» Document excerpt
>> begin

Sunday, December 26, 2010

Christmas Wonder

The absolutely best television worship/carol programme I have ever seen was on BBC 2 on Christmas Day. If you are in the UK be sure to see it on iPlayer. It was so good I will probably observe the twelve days of Christmas by watching it each day.

It was sensitively filmed in a very dark Winchester Cathedral. What light there was added to the mystery and wonder: blue, rose and amber illuminating the ancient walls and vaulting. The music and readings were lovely, thoughtfully chosen and engagingly read. The faces of the choristers (girls as well as boys and men) quite literally shone with a deep happiness. The only cleric appeared at the very end, the dean, who read a prayer and gave a blessing. The whole presentation was entirely unaffected, a gesture towards the ineffable. It seems an oxymoron to speak of kenotic TV, but this came very close.

Friday, December 24, 2010

Happy Christmas

In December when seeds
are hidden in the ground
there sprung up
from Mary’s Womb
the Wheat-Blade of salvation
that gives Life.

St Ephrem [translated by Sebastian Brock]

A blessed Christmas to all, with joy and peace in the New Year.

Friday, December 17, 2010

Who Sings Prays Twice

Anonymous writes: 'I did not know names like Byrd and Couperin and have been inspired to learn more about them. . . .please consider a little tutorial for people like me who love silence but would also love to learn more about sacred music that will support us as contemplatives.'

Music and our responses to it are very personal. Augustine says, 'Who sings prays twice,' but that saying might apply to any music that conveys us to liminality. At the same time, there is no substitute for singing, which unifies the whole person and sets up vibrations that gladden the heart.

It is thought that music stimulates a different part of the brain than speech, a more primitive area, and it has been shown that animals respond to the rhythms of music. A friend sent me a UTube clip of a particularly joyous cockatoo dancing, really boogying, in near ecstasy. Drumming can stimulate trance, but the question Anonymous asks is particularly about contemplation, which is quite different from trance, although the attention is focused in a similar way, and perhaps at times there is some overlap.

Music has played a critical role in my life at various times, and music was involved in the event that determined the course of my life at age five. I attended a primary school attached to a cathedral that had a choir of boys and men, so it is not surprising that I have always loved that repertoire—and as a child was saddened that as a girl I was not allowed to sing it. Thankfully this barrier is now mostly a thing of the past.

>> end

» Listed records
>> begin

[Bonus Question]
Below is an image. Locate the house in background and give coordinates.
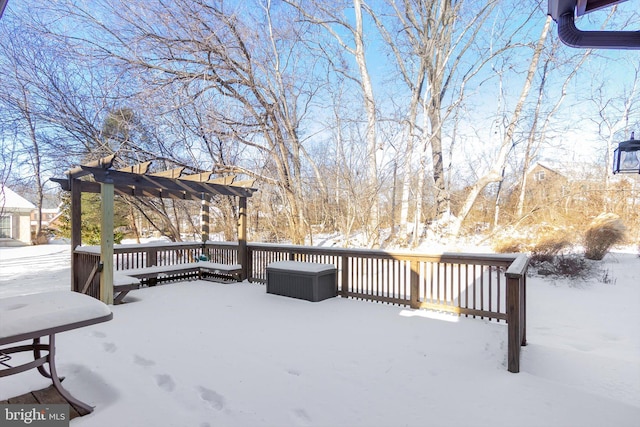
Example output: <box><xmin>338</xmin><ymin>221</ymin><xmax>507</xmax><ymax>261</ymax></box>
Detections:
<box><xmin>526</xmin><ymin>162</ymin><xmax>570</xmax><ymax>201</ymax></box>
<box><xmin>0</xmin><ymin>186</ymin><xmax>36</xmax><ymax>246</ymax></box>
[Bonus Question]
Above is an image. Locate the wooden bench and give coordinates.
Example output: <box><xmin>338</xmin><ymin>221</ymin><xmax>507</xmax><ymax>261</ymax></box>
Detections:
<box><xmin>113</xmin><ymin>261</ymin><xmax>242</xmax><ymax>296</ymax></box>
<box><xmin>0</xmin><ymin>291</ymin><xmax>113</xmax><ymax>415</ymax></box>
<box><xmin>113</xmin><ymin>271</ymin><xmax>142</xmax><ymax>304</ymax></box>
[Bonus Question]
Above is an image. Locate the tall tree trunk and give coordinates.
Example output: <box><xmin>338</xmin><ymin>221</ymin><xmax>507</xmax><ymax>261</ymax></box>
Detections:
<box><xmin>450</xmin><ymin>16</ymin><xmax>551</xmax><ymax>235</ymax></box>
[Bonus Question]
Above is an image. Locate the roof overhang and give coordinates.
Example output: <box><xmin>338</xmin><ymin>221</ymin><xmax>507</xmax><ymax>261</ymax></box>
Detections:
<box><xmin>548</xmin><ymin>0</ymin><xmax>640</xmax><ymax>49</ymax></box>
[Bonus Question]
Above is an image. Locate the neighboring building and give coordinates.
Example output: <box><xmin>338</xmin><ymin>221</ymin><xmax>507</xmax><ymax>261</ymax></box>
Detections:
<box><xmin>0</xmin><ymin>186</ymin><xmax>36</xmax><ymax>246</ymax></box>
<box><xmin>31</xmin><ymin>208</ymin><xmax>60</xmax><ymax>233</ymax></box>
<box><xmin>526</xmin><ymin>163</ymin><xmax>570</xmax><ymax>201</ymax></box>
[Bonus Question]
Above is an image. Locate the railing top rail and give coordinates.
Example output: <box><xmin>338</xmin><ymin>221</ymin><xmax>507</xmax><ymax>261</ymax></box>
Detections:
<box><xmin>74</xmin><ymin>242</ymin><xmax>202</xmax><ymax>254</ymax></box>
<box><xmin>247</xmin><ymin>243</ymin><xmax>520</xmax><ymax>266</ymax></box>
<box><xmin>74</xmin><ymin>241</ymin><xmax>529</xmax><ymax>270</ymax></box>
<box><xmin>205</xmin><ymin>240</ymin><xmax>238</xmax><ymax>248</ymax></box>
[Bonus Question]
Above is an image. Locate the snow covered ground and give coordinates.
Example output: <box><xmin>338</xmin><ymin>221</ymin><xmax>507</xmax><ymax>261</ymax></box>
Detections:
<box><xmin>0</xmin><ymin>245</ymin><xmax>640</xmax><ymax>427</ymax></box>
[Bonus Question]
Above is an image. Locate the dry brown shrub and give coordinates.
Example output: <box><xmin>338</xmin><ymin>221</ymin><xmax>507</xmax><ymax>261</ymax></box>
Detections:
<box><xmin>491</xmin><ymin>237</ymin><xmax>527</xmax><ymax>254</ymax></box>
<box><xmin>531</xmin><ymin>230</ymin><xmax>573</xmax><ymax>261</ymax></box>
<box><xmin>584</xmin><ymin>213</ymin><xmax>626</xmax><ymax>261</ymax></box>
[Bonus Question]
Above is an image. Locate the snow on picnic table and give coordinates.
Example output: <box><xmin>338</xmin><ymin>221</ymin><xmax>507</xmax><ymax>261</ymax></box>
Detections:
<box><xmin>0</xmin><ymin>245</ymin><xmax>640</xmax><ymax>427</ymax></box>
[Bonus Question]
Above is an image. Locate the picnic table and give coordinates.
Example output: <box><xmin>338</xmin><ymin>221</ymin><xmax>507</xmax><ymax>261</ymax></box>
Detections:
<box><xmin>0</xmin><ymin>291</ymin><xmax>113</xmax><ymax>415</ymax></box>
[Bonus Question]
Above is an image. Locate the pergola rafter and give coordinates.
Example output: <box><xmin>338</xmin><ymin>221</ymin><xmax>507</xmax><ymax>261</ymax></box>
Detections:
<box><xmin>51</xmin><ymin>155</ymin><xmax>257</xmax><ymax>304</ymax></box>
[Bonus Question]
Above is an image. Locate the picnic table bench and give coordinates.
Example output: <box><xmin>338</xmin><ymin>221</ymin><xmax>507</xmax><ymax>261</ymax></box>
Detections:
<box><xmin>0</xmin><ymin>291</ymin><xmax>113</xmax><ymax>415</ymax></box>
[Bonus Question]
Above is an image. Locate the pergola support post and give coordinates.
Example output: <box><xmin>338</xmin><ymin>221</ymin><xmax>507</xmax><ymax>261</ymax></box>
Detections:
<box><xmin>100</xmin><ymin>183</ymin><xmax>114</xmax><ymax>304</ymax></box>
<box><xmin>238</xmin><ymin>197</ymin><xmax>249</xmax><ymax>280</ymax></box>
<box><xmin>200</xmin><ymin>195</ymin><xmax>209</xmax><ymax>243</ymax></box>
<box><xmin>69</xmin><ymin>178</ymin><xmax>82</xmax><ymax>292</ymax></box>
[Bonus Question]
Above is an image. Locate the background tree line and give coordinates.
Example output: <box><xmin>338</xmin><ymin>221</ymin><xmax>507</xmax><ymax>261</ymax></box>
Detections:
<box><xmin>0</xmin><ymin>0</ymin><xmax>640</xmax><ymax>247</ymax></box>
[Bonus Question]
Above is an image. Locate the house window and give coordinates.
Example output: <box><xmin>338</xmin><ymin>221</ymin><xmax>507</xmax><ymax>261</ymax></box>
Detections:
<box><xmin>0</xmin><ymin>216</ymin><xmax>11</xmax><ymax>238</ymax></box>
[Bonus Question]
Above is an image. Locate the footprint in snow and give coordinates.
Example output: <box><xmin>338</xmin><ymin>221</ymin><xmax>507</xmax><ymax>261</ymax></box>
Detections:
<box><xmin>102</xmin><ymin>342</ymin><xmax>118</xmax><ymax>353</ymax></box>
<box><xmin>133</xmin><ymin>354</ymin><xmax>156</xmax><ymax>366</ymax></box>
<box><xmin>155</xmin><ymin>374</ymin><xmax>176</xmax><ymax>392</ymax></box>
<box><xmin>198</xmin><ymin>386</ymin><xmax>224</xmax><ymax>411</ymax></box>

>> end

» Requests
1. Summarize the blog excerpt in three sentences.
2. According to the blog excerpt, who was the only cleric to appear in the Christmas Day program?
3. Write the next few sentences of the blog excerpt, picking up after its final sentence.
The rows have no connection to the blog excerpt.

» Results
1. The writer praises a Christmas Day worship and carol program on BBC 2, filmed in a very dark Winchester Cathedral, as the best of its kind the writer has ever seen. A Christmas Eve post offers a short verse by St Ephrem, translated by Sebastian Brock, along with wishes for a blessed Christmas and a New Year of joy and peace. Responding to a reader who asked about sacred music for contemplatives, the writer reflects on how personal music is, observes that contemplation differs from trance, and recalls loving a cathedral choir's repertoire from childhood.

2. The dean, who read a prayer and gave a blessing at the very end.

3.
Music is like anything else in contemplative life: to be had in moderation—and what speaks to one heart will be dust to another, so what follows is purely subjective. In monastic life, music plays a critical role in helping to seat the psalms and other texts in the psyche so that there is, as it were, a sort of continual prayer-wheel turning in the depths. One can take ones own spiritual temperature, as it were, by tuning into what psalm phrase is turning in the depths at any particular time. That most modern people don't have this internal concordance is a tragedy, because many ancient and medieval writers—and modern writers too—count on their readers' having a sort of echo-chamber in which their texts can resonate.

Chant, especially the Night Office, plays a significant role in contemplative life in other ways: the pace of chant allows about four breaths per minute, and the controlled breath helps to calm and focus. There is as much listening as singing, as the music comes first from one side of the choir, then the other; chant is cooperative. If you visit a monastery you can often tell what the state of the community is by the way its members chant. In the long Night Office there is an opportunity like no other to settle into the chant; images arise from the text or don't; a train of thought is begun or isn't; one fades in and out of liminality and probably in and out of what Isaac of Nineveh calls 'prayer beyond prayer'. In the Night Office one has the sense of plunging into an ever-flowing stream of prayer that is outside of time. The Night Office is itself liminal: it is neither yesterday nor tomorrow; it is suspended between death and life, darkness and light being both alike. The loss of the Night Office is in calculable, both for monastics and for scholarship that works on the texts that are formed by it.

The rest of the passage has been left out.